The exercise
From the material below, extract every line that contains the word "green".

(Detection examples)
>>>>>

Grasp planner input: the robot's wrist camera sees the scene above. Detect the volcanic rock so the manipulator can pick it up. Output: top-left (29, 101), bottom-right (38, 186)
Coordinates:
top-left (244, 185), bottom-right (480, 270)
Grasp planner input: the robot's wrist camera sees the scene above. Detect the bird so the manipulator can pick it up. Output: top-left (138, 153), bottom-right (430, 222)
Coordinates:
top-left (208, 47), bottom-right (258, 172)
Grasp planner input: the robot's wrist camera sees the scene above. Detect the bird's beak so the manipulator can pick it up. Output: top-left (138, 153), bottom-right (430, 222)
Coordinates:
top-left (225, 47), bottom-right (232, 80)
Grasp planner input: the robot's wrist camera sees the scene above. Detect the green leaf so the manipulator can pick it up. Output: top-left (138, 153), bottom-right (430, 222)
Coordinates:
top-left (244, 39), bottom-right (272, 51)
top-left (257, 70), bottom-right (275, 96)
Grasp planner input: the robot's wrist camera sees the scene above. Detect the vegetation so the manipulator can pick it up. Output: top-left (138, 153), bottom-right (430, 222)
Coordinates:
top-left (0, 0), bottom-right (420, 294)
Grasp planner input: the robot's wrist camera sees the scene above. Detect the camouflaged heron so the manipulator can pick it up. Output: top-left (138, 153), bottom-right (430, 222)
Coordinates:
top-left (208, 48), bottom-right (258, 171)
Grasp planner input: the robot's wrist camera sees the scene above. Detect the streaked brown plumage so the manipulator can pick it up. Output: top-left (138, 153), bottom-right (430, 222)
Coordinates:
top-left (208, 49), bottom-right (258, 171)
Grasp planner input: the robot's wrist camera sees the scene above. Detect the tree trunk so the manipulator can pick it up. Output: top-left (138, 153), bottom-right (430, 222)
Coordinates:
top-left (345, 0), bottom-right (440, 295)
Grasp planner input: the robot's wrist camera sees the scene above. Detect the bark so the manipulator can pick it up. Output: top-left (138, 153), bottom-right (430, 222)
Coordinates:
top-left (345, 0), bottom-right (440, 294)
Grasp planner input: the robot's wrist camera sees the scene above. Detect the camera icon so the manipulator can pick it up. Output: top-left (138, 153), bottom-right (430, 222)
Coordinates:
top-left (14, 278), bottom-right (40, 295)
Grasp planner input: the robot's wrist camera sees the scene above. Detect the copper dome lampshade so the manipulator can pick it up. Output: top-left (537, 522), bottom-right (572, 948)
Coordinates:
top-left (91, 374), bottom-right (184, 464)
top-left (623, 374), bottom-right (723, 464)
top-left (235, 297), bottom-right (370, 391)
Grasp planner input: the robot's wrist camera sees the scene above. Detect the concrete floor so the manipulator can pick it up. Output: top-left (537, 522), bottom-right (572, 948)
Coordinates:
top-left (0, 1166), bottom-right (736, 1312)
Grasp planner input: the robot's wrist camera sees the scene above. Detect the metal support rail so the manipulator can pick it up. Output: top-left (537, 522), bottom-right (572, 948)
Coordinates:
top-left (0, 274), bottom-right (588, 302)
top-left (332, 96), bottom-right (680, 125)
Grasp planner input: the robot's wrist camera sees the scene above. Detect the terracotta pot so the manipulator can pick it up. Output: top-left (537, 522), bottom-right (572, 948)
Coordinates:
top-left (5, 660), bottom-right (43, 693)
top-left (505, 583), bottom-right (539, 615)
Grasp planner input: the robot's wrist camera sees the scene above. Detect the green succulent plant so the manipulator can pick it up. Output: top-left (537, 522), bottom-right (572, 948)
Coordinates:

<<<<<

Response to this task
Grasp planner input: the robot's wrist camera sees the scene above. Detect the green leaf so the manipulator can pick it up. Output: top-left (138, 153), bottom-right (430, 222)
Grasp planner input: the robot's wrist camera sees the scene above. Detect the green succulent plant so the manipulator can pick it up. Output: top-left (537, 522), bottom-right (572, 948)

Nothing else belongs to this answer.